What you should do: Which lines in the listing below contain the word "arch"? Sift those out and copy each one in full.

= = = = = = =

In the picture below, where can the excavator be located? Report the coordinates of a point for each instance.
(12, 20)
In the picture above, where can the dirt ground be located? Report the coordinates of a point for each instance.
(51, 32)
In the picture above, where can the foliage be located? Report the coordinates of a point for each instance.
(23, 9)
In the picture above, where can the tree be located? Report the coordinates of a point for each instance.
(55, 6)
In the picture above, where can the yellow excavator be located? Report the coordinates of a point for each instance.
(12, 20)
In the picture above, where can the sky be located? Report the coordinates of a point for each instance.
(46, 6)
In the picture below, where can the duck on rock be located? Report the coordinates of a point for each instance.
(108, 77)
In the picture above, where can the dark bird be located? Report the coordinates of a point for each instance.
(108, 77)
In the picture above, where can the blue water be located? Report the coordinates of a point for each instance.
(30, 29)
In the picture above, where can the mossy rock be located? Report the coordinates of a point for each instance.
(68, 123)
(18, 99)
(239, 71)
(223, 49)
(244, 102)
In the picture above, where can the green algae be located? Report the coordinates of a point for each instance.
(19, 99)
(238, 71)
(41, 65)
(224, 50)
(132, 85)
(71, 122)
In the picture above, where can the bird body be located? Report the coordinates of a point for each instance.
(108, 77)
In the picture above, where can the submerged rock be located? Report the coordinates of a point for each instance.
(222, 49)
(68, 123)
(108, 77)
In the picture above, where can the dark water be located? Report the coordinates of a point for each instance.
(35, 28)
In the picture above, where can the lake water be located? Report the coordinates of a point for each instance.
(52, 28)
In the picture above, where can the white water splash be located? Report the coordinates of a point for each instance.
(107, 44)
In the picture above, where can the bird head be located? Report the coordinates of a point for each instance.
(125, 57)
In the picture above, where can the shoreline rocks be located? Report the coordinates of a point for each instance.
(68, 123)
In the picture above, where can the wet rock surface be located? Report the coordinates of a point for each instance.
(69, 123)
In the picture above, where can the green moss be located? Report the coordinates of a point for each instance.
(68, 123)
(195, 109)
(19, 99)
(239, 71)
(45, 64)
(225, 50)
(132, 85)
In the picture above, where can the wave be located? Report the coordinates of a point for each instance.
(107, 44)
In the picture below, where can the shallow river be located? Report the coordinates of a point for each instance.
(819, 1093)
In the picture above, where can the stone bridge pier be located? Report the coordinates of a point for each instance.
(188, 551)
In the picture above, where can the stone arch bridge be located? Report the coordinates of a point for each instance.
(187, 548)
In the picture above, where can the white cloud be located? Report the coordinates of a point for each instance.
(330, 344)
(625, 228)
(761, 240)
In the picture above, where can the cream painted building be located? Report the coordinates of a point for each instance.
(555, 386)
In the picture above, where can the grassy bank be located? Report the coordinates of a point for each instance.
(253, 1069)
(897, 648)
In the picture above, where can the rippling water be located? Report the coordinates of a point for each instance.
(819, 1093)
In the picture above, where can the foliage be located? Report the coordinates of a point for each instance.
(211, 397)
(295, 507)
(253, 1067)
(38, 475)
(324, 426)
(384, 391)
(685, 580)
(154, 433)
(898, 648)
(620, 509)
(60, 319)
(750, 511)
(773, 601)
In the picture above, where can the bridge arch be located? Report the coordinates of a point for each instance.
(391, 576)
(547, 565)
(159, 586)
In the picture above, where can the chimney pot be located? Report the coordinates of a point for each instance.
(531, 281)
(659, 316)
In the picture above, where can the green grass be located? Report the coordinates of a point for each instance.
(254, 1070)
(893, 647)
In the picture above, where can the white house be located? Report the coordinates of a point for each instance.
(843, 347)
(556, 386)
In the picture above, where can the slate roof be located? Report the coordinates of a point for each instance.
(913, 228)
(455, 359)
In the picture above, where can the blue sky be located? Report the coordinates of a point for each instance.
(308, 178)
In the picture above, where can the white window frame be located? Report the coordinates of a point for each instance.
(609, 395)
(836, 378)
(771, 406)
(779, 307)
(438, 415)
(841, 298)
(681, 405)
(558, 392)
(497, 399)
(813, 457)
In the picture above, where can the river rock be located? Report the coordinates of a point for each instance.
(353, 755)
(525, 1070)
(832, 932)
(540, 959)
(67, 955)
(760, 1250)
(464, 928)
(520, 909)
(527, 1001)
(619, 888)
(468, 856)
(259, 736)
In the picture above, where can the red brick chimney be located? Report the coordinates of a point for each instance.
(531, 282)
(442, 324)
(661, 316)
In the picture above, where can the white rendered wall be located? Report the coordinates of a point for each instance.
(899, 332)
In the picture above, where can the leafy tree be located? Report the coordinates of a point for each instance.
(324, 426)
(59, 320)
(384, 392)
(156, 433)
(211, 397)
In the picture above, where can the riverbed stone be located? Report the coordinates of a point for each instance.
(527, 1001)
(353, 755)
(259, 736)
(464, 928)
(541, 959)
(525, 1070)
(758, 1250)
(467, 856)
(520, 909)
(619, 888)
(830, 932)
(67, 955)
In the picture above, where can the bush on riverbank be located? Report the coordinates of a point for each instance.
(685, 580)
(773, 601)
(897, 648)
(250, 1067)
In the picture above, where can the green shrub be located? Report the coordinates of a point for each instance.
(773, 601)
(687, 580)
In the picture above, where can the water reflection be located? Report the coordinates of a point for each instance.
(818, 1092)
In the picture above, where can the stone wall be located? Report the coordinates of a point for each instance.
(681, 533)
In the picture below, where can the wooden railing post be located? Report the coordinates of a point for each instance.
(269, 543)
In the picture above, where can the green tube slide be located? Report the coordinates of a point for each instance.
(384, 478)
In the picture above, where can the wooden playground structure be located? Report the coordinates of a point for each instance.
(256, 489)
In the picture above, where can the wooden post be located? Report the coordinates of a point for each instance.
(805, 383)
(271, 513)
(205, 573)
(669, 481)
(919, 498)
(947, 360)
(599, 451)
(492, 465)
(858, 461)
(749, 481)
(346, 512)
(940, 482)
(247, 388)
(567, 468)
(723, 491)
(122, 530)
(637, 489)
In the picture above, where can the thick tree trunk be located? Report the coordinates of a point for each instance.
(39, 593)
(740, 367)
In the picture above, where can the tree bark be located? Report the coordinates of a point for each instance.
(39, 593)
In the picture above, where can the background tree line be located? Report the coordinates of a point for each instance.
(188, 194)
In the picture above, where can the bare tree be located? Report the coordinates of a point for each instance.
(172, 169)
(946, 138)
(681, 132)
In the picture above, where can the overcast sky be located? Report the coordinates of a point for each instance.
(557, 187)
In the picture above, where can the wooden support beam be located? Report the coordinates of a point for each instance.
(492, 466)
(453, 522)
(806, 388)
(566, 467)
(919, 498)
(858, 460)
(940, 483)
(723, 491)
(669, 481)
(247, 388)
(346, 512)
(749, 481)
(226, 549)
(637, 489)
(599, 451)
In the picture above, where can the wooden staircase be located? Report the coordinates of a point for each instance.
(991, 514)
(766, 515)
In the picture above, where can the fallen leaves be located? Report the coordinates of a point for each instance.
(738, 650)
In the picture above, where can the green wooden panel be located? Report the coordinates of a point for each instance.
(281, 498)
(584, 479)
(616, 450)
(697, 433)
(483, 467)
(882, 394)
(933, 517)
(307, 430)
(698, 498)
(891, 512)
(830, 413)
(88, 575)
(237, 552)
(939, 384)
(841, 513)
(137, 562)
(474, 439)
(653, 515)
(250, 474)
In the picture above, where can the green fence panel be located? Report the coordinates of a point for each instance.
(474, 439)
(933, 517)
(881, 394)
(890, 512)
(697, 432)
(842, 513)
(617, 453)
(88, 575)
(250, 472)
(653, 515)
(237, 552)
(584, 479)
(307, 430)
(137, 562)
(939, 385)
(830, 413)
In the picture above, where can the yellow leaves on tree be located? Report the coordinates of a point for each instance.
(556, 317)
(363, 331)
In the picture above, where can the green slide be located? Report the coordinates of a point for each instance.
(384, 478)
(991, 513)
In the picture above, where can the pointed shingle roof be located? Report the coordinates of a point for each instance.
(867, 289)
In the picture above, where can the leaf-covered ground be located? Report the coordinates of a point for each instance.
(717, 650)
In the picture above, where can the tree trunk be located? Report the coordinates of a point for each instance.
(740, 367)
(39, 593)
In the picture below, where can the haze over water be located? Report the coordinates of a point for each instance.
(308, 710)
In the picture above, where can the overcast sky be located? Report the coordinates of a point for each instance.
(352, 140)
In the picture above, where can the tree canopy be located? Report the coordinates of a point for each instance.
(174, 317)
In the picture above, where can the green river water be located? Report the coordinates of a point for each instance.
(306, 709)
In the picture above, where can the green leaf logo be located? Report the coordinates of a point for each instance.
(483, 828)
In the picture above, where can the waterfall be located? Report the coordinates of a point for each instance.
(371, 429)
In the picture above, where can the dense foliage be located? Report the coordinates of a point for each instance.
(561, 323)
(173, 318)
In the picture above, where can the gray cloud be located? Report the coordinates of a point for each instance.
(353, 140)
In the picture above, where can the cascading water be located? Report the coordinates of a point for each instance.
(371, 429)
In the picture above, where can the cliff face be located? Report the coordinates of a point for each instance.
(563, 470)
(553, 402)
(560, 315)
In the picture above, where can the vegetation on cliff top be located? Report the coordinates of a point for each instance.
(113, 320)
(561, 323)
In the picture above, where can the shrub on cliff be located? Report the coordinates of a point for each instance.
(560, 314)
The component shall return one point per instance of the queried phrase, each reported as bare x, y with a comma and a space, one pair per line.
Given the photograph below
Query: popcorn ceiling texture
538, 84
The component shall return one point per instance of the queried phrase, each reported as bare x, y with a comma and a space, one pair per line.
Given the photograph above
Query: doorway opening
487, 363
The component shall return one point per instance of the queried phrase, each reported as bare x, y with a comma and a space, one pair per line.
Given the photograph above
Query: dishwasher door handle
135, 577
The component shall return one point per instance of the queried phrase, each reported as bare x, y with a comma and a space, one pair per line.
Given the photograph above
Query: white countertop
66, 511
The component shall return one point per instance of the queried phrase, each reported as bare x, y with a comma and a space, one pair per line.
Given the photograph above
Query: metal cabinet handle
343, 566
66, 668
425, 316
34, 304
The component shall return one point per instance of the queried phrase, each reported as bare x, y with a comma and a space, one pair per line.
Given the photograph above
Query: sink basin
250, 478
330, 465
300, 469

= = = = = = =

Task result:
In the picture above, where can the stone arch bridge be located? Report the coordinates of a point for each instance.
In the picture above, where can the bridge arch be located? Report the coordinates of a point for each instance.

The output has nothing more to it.